--- Entries shown ---
--*--
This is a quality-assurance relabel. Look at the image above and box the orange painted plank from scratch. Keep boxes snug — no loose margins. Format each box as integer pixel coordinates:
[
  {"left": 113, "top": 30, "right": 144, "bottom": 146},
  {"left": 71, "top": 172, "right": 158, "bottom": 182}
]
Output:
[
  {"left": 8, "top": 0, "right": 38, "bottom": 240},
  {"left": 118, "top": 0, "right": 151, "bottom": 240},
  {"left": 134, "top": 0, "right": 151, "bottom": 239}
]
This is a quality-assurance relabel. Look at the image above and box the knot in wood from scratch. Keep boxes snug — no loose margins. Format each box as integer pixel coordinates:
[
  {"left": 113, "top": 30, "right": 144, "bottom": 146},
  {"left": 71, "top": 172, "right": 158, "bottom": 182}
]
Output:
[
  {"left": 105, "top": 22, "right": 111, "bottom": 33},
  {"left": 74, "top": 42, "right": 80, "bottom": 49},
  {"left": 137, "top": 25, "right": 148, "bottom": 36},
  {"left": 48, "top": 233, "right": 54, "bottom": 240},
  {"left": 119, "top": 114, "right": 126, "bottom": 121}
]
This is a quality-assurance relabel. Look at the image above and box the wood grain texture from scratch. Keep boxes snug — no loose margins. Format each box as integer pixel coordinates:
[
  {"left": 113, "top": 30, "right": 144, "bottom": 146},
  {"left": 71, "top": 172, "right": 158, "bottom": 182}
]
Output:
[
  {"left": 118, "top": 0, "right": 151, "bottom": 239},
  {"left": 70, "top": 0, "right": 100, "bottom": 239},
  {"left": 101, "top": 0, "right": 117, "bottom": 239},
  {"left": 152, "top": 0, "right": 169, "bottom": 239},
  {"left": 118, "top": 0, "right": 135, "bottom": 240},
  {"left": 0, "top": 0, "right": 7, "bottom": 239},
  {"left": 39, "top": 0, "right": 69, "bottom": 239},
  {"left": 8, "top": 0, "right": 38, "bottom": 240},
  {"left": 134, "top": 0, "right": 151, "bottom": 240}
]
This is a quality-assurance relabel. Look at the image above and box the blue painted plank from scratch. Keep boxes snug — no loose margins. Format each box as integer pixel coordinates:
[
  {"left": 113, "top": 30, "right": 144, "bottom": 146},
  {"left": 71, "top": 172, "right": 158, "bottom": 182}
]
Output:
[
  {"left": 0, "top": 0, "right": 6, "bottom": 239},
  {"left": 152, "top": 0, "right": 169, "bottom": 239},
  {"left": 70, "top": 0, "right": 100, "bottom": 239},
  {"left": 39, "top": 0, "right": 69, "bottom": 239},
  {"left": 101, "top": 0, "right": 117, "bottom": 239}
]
--*--
--- Directions ---
Find every line in the listing that contains the word "plank", and copy each one.

--- Completed task ---
This is a quality-assurance relabel. Look at the image above and box the orange painted plank from scratch. Keep boxes snug — no loose margins. Format each box as integer pixel coordinates:
This is a quality-assurance relabel. Look at the image above and box the blue painted plank from scratch. Keep boxes snug — no loose margins. Format each box as integer pixel coordinates:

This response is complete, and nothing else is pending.